## SELECTED TEXT
-------

Politics / November 13, 2023

Will Biden Sacrifice His Presidency for Another Middle Eastern War?

To defend democracy from Trump, Democrats have to listen to their voters.

Jeet Heer
Biden with Israeli, US flags
President Joe Biden leaves a press conference following a visit to Tel Aviv, Israel, on October 18, 2023.(Brendan Smialowski / Getty)

On Saturday, US Defense Secretary Lloyd Austin, under the direction of the Biden White House, cautioned his Israeli counterpart Yoav Gallant to avoid a wider regional war that would open up a new front in Lebanon in addition to the ongoing attacks in Gaza. In recent weeks, Israel and Hezbollah, a Shiite militia based in Lebanon, have been engaged in tit-for-tat bombings. While Hezbollah leader Hassan Nasrallah gave a widely watched speech indicating a desire to avoid escalation, the reality of retaliatory strikes and the fact that he would be under pressure from his own supporters to intervene on behalf of Palestinians in Gaza make another Israel/Lebanon war a real possibility.

-------

## GIVEN DATA
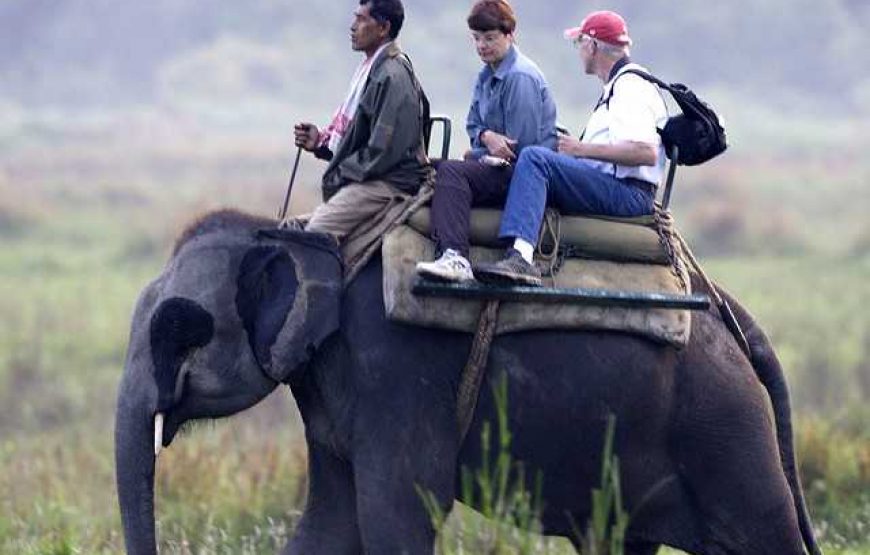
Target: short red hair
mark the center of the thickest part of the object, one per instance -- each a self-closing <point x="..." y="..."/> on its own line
<point x="492" y="15"/>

-------

## REQUIRED WORK
In the article on Biden and a possible wider Middle Eastern war, who cautioned Israel's Yoav Gallant to avoid opening a new front in Lebanon?

## SOLUTION TO THE PROBLEM
US Defense Secretary Lloyd Austin, acting under the direction of the Biden White House.